Rows of box annotation data
◆ ◆ ◆ ◆ ◆ ◆ ◆

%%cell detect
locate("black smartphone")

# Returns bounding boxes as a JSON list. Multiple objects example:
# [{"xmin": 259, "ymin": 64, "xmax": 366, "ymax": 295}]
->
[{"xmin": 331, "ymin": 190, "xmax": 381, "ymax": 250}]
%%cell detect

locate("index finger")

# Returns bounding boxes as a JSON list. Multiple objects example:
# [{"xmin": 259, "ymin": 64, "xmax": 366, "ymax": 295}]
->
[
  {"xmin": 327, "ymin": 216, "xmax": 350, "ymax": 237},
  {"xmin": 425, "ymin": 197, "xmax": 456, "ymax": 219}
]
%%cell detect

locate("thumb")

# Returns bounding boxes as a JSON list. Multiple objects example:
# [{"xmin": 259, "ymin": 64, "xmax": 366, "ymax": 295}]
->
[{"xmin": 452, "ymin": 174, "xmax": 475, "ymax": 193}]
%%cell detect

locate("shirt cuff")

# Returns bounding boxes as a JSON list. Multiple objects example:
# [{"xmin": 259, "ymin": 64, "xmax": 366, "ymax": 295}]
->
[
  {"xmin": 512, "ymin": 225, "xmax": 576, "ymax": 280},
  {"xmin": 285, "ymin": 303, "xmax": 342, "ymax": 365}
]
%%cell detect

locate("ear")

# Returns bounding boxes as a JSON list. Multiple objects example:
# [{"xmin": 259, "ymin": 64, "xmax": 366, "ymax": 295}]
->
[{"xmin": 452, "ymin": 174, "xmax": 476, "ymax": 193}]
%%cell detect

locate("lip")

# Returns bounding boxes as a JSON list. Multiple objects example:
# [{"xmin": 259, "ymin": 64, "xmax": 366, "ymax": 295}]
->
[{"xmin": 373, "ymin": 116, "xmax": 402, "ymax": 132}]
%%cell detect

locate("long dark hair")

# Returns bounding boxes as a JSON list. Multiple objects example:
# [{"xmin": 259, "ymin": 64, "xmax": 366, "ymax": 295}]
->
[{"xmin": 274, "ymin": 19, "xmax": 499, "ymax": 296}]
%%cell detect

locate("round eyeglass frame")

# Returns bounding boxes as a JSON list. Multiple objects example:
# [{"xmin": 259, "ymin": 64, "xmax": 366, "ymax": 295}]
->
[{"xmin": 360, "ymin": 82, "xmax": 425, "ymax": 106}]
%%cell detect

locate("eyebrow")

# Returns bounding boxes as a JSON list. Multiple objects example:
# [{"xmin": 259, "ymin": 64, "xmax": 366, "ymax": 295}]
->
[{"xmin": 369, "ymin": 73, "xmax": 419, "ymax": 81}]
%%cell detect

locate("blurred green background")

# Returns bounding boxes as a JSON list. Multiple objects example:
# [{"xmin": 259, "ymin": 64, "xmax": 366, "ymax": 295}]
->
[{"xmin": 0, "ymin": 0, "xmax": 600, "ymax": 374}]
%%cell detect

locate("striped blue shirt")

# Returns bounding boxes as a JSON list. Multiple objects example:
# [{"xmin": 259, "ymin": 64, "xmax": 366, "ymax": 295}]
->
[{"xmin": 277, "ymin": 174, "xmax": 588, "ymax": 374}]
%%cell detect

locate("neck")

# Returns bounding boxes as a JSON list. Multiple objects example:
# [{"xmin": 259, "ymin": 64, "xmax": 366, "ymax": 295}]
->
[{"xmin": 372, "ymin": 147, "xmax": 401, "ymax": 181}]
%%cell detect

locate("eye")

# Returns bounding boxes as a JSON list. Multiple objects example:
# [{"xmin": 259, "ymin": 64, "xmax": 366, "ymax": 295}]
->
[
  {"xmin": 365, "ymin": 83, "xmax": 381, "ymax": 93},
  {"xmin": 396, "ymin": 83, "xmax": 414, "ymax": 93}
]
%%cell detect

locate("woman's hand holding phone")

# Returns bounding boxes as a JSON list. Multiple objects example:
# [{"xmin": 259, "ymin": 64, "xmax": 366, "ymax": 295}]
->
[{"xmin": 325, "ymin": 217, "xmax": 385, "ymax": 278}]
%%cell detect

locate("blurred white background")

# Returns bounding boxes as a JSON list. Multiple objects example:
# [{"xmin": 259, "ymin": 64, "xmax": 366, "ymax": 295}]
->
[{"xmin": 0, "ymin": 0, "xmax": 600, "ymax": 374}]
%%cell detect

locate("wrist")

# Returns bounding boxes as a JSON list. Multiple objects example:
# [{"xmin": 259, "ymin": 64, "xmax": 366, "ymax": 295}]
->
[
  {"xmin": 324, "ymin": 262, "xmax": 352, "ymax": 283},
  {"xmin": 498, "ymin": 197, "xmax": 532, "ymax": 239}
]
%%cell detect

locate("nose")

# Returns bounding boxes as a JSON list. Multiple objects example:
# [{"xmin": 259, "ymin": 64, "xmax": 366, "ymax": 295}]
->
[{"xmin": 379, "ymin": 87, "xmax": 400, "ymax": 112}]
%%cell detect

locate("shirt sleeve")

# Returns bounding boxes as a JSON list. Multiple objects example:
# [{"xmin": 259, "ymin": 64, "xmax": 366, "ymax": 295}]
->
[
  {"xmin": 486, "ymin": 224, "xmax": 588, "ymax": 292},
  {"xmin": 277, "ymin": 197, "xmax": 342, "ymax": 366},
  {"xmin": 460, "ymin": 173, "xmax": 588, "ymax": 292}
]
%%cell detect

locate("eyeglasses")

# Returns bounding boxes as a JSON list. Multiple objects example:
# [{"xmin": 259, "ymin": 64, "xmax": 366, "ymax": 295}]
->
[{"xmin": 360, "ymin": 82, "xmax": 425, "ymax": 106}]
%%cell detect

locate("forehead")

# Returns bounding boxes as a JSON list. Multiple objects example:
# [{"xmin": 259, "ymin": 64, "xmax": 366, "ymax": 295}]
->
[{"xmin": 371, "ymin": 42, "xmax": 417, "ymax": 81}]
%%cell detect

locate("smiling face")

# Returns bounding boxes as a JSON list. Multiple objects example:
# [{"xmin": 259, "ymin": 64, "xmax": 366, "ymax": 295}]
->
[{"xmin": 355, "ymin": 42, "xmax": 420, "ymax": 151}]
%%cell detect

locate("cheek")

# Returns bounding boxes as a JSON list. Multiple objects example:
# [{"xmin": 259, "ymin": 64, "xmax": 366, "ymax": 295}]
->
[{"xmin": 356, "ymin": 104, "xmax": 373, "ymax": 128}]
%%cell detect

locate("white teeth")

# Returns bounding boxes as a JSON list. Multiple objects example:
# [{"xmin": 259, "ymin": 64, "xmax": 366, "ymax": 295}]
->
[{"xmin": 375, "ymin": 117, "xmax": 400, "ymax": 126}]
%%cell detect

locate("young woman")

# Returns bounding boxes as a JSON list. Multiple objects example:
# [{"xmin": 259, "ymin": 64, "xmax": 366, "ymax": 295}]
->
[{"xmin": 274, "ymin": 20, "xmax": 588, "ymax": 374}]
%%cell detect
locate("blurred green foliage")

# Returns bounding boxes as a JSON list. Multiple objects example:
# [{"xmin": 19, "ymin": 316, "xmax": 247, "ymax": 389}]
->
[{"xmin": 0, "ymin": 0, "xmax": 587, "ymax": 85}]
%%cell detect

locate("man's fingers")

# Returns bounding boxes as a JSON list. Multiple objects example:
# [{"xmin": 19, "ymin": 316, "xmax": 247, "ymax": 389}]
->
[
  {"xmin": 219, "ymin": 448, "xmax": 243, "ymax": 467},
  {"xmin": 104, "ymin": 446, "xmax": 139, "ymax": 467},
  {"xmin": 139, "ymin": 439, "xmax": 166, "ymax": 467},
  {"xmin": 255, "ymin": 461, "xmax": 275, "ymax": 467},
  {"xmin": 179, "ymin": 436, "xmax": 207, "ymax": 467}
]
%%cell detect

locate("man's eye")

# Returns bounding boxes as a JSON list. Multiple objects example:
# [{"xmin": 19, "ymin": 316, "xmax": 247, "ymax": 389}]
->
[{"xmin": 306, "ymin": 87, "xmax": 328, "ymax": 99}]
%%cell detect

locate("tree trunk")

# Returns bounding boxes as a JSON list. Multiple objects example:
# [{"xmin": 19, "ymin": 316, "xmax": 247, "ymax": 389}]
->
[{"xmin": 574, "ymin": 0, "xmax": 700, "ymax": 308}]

◆ ◆ ◆ ◆ ◆ ◆ ◆

* _WHAT THE EXERCISE ASKS_:
Count the lines in the records above that contain the word "green". Reply with the number alone.

* _OUTPUT BELOW_:
2